WORK ORDER –
Please return each record below exactly, with nothing left out.

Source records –
====

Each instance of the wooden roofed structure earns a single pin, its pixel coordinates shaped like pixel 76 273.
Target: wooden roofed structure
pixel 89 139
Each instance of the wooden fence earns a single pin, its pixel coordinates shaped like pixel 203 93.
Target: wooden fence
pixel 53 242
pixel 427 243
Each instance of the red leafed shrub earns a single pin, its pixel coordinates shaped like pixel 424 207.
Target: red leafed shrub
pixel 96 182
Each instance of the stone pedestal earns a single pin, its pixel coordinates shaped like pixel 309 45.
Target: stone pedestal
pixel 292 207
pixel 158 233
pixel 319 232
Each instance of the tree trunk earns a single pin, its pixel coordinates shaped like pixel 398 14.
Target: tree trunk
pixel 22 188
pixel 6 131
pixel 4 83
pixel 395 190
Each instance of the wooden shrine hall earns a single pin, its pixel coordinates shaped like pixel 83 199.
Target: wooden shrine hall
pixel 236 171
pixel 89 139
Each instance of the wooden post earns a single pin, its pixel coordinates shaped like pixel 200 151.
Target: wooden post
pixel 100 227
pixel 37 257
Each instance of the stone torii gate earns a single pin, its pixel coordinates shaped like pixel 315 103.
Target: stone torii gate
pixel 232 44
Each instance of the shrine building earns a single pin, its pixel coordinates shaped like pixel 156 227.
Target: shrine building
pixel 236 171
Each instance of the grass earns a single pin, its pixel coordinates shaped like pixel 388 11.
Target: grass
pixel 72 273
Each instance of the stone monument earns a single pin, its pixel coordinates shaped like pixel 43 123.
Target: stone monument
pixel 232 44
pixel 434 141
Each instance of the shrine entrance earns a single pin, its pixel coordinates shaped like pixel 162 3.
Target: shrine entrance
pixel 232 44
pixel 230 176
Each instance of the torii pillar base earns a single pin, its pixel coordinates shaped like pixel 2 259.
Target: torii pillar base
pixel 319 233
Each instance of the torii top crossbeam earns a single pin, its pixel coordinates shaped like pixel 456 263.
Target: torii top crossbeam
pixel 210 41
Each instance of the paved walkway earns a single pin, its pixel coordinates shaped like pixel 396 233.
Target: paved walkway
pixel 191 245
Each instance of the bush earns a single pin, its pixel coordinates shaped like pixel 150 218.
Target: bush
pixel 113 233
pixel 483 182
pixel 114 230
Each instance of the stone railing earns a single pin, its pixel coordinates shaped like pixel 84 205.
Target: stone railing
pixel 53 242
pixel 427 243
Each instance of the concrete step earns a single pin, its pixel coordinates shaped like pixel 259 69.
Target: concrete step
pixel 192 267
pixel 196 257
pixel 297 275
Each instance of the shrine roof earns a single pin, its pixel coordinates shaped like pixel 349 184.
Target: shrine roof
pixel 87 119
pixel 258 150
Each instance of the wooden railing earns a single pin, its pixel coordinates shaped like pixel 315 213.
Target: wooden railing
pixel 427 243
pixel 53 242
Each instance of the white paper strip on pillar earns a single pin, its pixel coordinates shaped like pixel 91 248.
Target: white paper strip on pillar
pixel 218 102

====

OUTPUT FOR THIS TASK –
Each instance of the wooden roofed structure earns a single pin, its pixel coordinates shaped like pixel 76 273.
Target: wooden roofed structure
pixel 89 139
Each instance of the wooden fence earns a single pin, its pixel coordinates shaped like pixel 203 93.
Target: wooden fence
pixel 53 242
pixel 427 243
Each instance of the red leafed shrub earns a single pin, its pixel coordinates shaped like pixel 424 207.
Target: red leafed shrub
pixel 96 182
Each instance of the stone pedestal earns a single pin, its pixel coordinates shaped like pixel 309 45.
Target: stone pedestal
pixel 292 207
pixel 158 233
pixel 319 232
Each instance of the tree trunk earns a single pin, its pixel coordinates shaped like pixel 398 14.
Target: tree trunk
pixel 22 188
pixel 6 131
pixel 4 83
pixel 395 190
Each instance of the wooden shrine hall earns a single pin, its pixel coordinates shaped like pixel 83 199.
Target: wooden shrine hall
pixel 236 171
pixel 89 139
Each instance of the wooden post earns a single pin, its pixel coordinates shaped like pixel 200 151.
Target: wooden post
pixel 100 227
pixel 37 257
Each instance of the stone torii gate earns a single pin, its pixel coordinates shaped like pixel 315 103.
Target: stone torii gate
pixel 232 44
Each instance of the shrine building earns a single pin, its pixel coordinates shaped like pixel 156 227.
Target: shrine building
pixel 236 171
Each instance of the grass earns a single pin, its pixel coordinates shaped like pixel 388 11.
Target: grass
pixel 72 273
Each instance of the stone monument earns a single pin, its pixel coordinates shaped like pixel 43 123.
Target: stone monument
pixel 232 44
pixel 434 141
Each instance of the shrine entrance earns a single pin, its pixel coordinates shaped like pixel 162 3.
Target: shrine entrance
pixel 232 44
pixel 230 176
Each instance of the torii pillar base earns a single pin, its pixel coordinates shaped like pixel 2 259.
Target: torii pillar base
pixel 319 233
Each instance of the torii top crossbeam earns a single pin, its pixel coordinates shaped like pixel 456 263.
Target: torii top crossbeam
pixel 210 41
Each instance of the paved walkway earns a single pin, its pixel coordinates shaped like pixel 396 233.
Target: paved walkway
pixel 191 245
Each instance of the bush earns a single pin, its pixel coordinates shaped like pixel 150 218.
Target: bush
pixel 113 233
pixel 483 182
pixel 114 230
Each instance of the stone railing earns a single pin, its pixel coordinates shaped like pixel 84 205.
Target: stone railing
pixel 53 242
pixel 427 243
Each instance of the concrete step earns a single pin, its pixel coordinates shaped like pixel 259 69.
Target: concrete step
pixel 192 267
pixel 196 257
pixel 297 275
Each instance of the shrine roof earns a single pin, its pixel coordinates shaped like pixel 349 184.
Target: shrine roof
pixel 87 119
pixel 258 150
Each instance of the wooden railing earns a single pin, its pixel coordinates shaped like pixel 315 213.
Target: wooden railing
pixel 427 243
pixel 53 242
Each instance of the white paper strip on pillar earns a single pin, its pixel coordinates shaped like pixel 91 248.
Target: white paper strip on pillar
pixel 218 102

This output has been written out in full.